* [WHAT IS BEING ASKED]:
Copy the records verbatim from the first line through the line containing "xmin=211 ymin=170 xmax=244 ymax=195", including that line, and stop there.

* [PROVIDED MATERIAL]:
--------------------
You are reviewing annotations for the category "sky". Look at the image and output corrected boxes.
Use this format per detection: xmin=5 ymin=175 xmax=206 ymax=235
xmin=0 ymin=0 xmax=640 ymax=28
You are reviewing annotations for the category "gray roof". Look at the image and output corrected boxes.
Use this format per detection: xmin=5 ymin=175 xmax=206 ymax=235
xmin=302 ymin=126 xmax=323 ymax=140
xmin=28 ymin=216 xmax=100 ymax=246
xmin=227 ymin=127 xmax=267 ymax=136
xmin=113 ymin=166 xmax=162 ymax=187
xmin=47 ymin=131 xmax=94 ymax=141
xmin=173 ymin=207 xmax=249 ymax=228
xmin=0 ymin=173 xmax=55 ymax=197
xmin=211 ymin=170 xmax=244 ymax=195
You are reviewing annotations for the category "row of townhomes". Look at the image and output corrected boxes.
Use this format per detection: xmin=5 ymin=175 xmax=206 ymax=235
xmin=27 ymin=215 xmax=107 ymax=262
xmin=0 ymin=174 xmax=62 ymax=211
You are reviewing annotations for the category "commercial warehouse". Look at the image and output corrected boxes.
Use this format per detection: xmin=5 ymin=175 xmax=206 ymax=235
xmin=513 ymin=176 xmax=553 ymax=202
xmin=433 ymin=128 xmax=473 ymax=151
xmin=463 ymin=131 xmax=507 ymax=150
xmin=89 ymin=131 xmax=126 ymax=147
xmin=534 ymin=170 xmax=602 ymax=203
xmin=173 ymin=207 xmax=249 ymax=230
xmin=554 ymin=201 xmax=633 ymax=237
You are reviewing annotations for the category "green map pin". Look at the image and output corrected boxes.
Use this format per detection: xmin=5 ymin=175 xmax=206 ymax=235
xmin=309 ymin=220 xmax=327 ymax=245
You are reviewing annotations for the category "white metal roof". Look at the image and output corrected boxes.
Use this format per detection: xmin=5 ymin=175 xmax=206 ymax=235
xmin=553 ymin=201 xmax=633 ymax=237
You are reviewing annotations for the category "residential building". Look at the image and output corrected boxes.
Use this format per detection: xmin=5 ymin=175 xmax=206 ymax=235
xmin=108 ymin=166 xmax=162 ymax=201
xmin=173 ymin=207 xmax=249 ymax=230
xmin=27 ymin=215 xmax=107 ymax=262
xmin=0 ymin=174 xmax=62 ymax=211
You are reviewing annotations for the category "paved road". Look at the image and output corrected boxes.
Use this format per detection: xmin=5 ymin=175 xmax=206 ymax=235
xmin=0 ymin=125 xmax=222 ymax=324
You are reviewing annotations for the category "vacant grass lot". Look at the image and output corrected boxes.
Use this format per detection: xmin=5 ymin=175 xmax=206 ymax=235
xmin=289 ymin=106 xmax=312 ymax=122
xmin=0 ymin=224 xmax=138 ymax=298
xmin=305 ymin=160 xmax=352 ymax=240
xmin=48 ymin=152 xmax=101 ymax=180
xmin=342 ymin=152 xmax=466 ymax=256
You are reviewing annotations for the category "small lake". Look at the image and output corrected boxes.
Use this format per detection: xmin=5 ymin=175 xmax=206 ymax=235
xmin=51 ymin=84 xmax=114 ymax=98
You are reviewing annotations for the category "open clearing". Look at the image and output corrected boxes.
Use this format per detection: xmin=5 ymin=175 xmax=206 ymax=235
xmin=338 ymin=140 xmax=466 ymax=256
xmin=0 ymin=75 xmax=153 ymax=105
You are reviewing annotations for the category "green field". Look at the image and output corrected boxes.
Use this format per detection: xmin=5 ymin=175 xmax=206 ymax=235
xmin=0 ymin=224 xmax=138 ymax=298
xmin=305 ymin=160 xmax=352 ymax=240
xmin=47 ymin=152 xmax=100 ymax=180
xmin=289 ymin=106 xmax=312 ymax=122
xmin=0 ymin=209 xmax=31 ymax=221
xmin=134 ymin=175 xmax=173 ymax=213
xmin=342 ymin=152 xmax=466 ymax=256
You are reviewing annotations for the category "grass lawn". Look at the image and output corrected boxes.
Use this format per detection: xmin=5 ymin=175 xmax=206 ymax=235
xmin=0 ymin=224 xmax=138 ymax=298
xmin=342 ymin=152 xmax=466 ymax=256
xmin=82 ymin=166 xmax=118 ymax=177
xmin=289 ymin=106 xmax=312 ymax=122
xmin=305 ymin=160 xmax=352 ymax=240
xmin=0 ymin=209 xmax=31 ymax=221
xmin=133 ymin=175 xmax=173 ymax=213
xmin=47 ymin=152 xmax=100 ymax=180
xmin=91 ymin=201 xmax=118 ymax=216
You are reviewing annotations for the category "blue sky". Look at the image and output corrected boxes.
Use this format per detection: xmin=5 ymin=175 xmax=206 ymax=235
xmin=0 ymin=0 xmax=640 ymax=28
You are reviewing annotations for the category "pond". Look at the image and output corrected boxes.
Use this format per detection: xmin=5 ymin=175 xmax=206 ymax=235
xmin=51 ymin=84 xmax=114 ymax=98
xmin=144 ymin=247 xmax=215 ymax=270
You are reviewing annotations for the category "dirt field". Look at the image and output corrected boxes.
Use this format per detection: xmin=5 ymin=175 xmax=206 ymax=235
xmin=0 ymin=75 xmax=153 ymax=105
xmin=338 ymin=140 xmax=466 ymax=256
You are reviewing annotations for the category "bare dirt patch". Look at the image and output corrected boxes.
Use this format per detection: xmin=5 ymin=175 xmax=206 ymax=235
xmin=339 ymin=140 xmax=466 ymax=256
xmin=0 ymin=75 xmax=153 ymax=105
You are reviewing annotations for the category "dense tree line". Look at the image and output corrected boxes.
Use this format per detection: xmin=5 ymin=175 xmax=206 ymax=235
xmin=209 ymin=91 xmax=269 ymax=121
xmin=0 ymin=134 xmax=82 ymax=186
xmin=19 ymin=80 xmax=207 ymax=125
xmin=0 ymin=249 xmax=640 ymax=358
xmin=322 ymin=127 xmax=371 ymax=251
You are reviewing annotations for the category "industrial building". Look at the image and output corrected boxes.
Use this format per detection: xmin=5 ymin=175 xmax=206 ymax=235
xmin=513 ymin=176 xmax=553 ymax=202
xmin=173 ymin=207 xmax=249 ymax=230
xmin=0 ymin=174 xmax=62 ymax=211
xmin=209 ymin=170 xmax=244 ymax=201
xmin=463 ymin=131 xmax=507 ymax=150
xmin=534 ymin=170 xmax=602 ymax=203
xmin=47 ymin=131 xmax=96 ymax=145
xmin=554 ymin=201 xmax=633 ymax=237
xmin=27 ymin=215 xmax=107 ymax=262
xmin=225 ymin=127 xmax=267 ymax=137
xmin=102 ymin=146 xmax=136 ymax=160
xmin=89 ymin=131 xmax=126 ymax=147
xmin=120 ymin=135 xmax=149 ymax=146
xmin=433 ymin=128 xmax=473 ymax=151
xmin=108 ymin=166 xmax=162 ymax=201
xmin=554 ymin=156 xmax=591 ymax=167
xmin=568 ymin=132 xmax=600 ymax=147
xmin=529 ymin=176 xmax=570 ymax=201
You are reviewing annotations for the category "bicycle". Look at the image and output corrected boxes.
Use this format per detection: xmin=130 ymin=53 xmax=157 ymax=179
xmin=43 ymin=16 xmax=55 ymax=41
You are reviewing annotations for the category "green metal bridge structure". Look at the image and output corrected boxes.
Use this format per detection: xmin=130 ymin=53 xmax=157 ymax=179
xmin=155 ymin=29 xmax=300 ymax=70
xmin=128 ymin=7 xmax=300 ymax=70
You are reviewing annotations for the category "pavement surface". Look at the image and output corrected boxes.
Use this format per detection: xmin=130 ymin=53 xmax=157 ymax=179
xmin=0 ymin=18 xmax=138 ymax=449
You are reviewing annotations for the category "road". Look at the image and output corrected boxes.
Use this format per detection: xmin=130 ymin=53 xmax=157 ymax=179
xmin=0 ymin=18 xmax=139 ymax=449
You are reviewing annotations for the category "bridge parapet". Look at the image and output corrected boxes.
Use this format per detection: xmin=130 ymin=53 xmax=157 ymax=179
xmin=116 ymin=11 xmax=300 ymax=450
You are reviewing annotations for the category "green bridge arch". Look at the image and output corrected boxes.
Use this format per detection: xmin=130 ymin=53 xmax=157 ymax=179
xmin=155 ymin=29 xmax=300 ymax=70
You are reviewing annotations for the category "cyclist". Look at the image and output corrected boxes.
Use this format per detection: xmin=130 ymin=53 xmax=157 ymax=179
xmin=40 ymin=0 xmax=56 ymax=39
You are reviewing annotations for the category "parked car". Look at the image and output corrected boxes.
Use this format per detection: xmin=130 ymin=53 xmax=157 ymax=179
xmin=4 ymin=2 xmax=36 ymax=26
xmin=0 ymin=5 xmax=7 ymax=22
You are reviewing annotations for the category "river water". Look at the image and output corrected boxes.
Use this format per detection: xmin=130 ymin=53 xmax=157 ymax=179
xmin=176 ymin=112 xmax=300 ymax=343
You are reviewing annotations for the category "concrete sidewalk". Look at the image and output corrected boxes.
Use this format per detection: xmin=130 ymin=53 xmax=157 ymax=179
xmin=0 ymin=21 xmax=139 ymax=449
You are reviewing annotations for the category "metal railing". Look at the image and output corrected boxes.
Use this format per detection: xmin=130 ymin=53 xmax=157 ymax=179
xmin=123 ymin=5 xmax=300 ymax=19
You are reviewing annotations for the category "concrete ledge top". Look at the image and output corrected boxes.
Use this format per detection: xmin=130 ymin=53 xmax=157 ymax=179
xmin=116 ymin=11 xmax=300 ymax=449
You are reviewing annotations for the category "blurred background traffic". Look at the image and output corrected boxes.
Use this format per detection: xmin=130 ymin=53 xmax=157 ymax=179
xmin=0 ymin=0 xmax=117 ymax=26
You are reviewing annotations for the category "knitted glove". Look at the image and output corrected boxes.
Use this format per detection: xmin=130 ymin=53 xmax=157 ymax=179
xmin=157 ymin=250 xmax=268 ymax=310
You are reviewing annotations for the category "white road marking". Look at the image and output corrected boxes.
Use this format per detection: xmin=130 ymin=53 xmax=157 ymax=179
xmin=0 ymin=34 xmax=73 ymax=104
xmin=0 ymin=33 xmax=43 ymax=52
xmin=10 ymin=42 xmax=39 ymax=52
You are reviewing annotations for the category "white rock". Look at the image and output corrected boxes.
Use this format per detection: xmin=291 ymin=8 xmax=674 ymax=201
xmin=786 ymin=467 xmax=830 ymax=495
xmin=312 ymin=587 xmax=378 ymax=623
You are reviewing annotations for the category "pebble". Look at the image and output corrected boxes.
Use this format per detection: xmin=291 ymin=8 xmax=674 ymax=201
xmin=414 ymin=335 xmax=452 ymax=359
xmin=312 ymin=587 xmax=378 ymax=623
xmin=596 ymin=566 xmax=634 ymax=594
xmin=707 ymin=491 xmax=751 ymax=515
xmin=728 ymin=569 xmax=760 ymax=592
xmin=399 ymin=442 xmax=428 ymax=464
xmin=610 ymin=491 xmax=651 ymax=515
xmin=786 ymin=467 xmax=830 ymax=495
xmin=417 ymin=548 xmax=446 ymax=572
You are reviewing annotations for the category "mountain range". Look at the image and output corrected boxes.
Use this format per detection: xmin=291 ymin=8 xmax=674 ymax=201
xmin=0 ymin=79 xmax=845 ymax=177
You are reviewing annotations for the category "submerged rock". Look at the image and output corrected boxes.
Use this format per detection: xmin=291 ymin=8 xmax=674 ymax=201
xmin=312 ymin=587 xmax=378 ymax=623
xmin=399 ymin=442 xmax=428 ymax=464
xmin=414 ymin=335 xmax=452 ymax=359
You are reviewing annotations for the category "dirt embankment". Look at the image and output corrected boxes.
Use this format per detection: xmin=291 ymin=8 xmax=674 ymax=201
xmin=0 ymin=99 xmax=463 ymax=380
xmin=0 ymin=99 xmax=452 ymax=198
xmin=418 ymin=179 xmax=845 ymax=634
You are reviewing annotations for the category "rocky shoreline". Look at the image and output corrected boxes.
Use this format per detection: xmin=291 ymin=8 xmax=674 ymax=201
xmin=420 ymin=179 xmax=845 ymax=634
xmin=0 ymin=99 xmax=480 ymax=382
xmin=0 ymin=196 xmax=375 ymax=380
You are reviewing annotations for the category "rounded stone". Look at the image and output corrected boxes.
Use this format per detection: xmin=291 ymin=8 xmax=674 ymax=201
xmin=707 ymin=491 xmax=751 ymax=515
--------------------
* [FULL ANSWER]:
You are reviewing annotations for the category "sky". Look at the image and output corrected boxes.
Use this format per detection: xmin=5 ymin=175 xmax=206 ymax=235
xmin=0 ymin=0 xmax=640 ymax=28
You are reviewing annotations for the category "gray roof". Look at the image and output corrected boxes.
Use this format per detection: xmin=5 ymin=175 xmax=206 ymax=235
xmin=302 ymin=126 xmax=323 ymax=140
xmin=28 ymin=216 xmax=100 ymax=246
xmin=227 ymin=127 xmax=267 ymax=136
xmin=113 ymin=166 xmax=162 ymax=187
xmin=47 ymin=131 xmax=94 ymax=141
xmin=173 ymin=207 xmax=249 ymax=228
xmin=0 ymin=173 xmax=55 ymax=197
xmin=211 ymin=170 xmax=244 ymax=195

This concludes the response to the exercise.